▶ The task
Transcribe all of the material exactly.

▶ Records
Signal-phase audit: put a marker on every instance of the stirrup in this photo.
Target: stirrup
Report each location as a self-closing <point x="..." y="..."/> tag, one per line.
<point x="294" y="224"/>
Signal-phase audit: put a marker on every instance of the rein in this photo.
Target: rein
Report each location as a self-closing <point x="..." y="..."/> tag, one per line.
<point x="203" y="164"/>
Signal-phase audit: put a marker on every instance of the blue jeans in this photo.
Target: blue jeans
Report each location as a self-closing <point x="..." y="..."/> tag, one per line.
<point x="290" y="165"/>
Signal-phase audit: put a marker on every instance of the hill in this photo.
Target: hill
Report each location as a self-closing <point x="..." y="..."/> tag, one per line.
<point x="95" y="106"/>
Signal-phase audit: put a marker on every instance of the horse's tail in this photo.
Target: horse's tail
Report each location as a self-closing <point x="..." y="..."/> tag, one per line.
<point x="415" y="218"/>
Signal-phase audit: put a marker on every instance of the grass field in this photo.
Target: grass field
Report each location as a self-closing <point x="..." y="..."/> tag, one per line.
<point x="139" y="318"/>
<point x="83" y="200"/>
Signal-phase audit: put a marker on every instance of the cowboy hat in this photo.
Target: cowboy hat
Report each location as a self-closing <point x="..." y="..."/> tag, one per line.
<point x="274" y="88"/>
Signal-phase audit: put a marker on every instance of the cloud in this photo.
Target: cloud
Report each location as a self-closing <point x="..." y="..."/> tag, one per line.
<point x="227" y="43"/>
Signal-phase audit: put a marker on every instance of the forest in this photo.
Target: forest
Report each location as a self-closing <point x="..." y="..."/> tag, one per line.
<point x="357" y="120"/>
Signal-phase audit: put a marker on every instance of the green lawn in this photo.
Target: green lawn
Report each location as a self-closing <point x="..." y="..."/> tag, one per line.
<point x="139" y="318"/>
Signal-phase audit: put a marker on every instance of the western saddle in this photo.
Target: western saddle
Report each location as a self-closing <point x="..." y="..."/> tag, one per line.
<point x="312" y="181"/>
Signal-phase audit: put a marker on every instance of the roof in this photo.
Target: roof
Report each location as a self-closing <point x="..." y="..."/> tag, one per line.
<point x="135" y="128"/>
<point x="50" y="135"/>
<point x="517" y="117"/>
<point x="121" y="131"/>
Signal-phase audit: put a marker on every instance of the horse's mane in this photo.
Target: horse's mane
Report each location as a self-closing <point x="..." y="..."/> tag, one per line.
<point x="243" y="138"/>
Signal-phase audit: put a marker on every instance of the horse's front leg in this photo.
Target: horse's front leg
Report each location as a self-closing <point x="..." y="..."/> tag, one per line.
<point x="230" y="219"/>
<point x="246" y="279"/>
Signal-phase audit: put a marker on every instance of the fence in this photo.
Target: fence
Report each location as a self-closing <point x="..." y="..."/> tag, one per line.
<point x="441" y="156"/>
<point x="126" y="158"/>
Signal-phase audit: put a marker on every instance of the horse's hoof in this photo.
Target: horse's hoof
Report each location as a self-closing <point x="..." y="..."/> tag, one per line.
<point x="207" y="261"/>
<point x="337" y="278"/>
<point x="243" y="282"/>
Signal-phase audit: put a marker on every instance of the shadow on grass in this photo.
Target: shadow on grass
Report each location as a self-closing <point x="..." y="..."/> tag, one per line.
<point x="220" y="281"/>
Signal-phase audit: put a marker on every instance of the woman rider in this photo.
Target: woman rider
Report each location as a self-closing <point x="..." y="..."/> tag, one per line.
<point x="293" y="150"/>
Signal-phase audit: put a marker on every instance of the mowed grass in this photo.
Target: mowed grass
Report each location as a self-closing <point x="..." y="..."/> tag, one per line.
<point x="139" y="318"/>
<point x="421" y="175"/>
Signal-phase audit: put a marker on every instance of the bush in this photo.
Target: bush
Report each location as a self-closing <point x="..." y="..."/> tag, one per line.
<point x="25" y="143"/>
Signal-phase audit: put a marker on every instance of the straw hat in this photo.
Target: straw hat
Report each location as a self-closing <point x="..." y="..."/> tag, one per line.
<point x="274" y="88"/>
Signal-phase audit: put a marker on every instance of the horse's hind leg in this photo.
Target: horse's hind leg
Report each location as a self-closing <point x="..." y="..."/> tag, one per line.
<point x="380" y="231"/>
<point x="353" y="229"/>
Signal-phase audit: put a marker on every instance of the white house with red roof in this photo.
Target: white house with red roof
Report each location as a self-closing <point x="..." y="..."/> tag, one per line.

▶ Result of the exercise
Signal-phase audit: put a marker on every instance of the stirrup in this photo.
Target: stirrup
Report each location as a self-closing <point x="..." y="..."/> tag, one per line.
<point x="294" y="224"/>
Signal-phase audit: put a marker on every instance of the rein in this photo.
Target: rein
Report each location as a self-closing <point x="..." y="..."/> tag, one per line.
<point x="203" y="164"/>
Signal-phase audit: put a marker on every instance of the blue jeans in this photo.
Target: blue jeans
Report each location as a self-closing <point x="..." y="..."/> tag, one per line.
<point x="290" y="165"/>
Signal-phase audit: put a marker on every instance of the hill in this photo.
Target: hill
Report each location as a self-closing <point x="..." y="..."/> tag, one per line.
<point x="95" y="106"/>
Signal-phase audit: put a marker on every instance of the horse's tail in this photo.
Target: horse's tail
Report each location as a self-closing <point x="..." y="..."/> tag, one per line.
<point x="415" y="218"/>
Signal-phase audit: put a marker on every instance of the grass field in this photo.
Target: grass field
Report each location as a self-closing <point x="..." y="..."/> tag, one per line.
<point x="139" y="318"/>
<point x="83" y="200"/>
Signal-phase audit: put a marker on every instance of the cowboy hat in this photo.
Target: cowboy hat
Report each location as a self-closing <point x="..." y="..."/> tag, one per line.
<point x="274" y="88"/>
Signal-phase audit: put a marker on every instance of the cloud in this photo.
Target: cloud
Report each location as a self-closing <point x="..." y="..."/> tag, one per line.
<point x="227" y="43"/>
Signal-phase audit: put a marker on every instance of the forest in this photo.
Target: forest
Report each location as a self-closing <point x="..." y="..."/> tag, one per line.
<point x="357" y="120"/>
Signal-phase audit: put a marker on every instance of the green lawn in this photo.
Target: green lawn
Report each location as a self-closing <point x="..." y="..."/> tag, one per line.
<point x="139" y="318"/>
Signal-phase audit: put a marker on every instance of the western saddle in this photo.
Target: western saddle
Report each location as a self-closing <point x="..." y="..."/> tag, one per line.
<point x="312" y="181"/>
Signal-phase audit: put a marker on every instance of the roof in this photo.
Target: roof
Report each location as a self-closing <point x="..." y="..."/> tag, one per line.
<point x="135" y="128"/>
<point x="50" y="135"/>
<point x="517" y="117"/>
<point x="121" y="131"/>
Signal-phase audit: put a marker on every instance of the horse's mane in this photo.
Target: horse's mane
Report each location as a self-closing <point x="..." y="..."/> tag, one per line.
<point x="243" y="138"/>
Signal-phase audit: put a marker on every instance of the horse's front leg in this photo.
Target: horse's front leg
Report each location as a self-closing <point x="..." y="..."/> tag, one per line.
<point x="230" y="219"/>
<point x="246" y="279"/>
Signal-phase audit: put a marker on every instance of the fence in this photo.
Target: fence
Report each location as a self-closing <point x="..." y="..."/> tag, one per line.
<point x="441" y="156"/>
<point x="126" y="158"/>
Signal-phase audit: put a marker on every instance of the horse's hoof in this photo.
Target: horse's hoof
Report each location as a self-closing <point x="..." y="..."/> tag, one per line.
<point x="207" y="261"/>
<point x="337" y="278"/>
<point x="243" y="282"/>
Signal-phase audit: put a marker on every instance of the shadow on grass in this photo.
Target: shadow on grass
Report each location as a self-closing <point x="..." y="..."/> tag, one per line.
<point x="220" y="281"/>
Signal-phase audit: put a marker on every instance of the woman rider in this photo.
Target: woman rider
Report each location as a self-closing <point x="..." y="..."/> tag, one per line.
<point x="293" y="150"/>
Signal-phase audit: put a marker on every instance of the mowed grass in this photo.
Target: mowed grass
Report each location as a self-closing <point x="..." y="..."/> tag, one per line.
<point x="139" y="318"/>
<point x="421" y="175"/>
Signal-phase audit: put a marker on every instance of the bush in this photo.
Target: bush
Report each location as a self-closing <point x="..." y="..."/> tag, one per line.
<point x="25" y="143"/>
Signal-phase audit: put a marker on every instance of the straw hat in this photo.
Target: straw hat
Report each location as a self-closing <point x="..." y="..."/> tag, one per line.
<point x="274" y="88"/>
Signal-phase audit: put a marker on every instance of the horse's hind leg in this photo.
Target: horse's hind leg
Report each location as a self-closing <point x="..." y="..."/> tag, one per line.
<point x="380" y="231"/>
<point x="353" y="229"/>
Signal-phase audit: put a marker on every instance of the white house with red roof in this photo.
Target: white house with red roof
Report each location as a self-closing <point x="..." y="..."/> tag, one per line.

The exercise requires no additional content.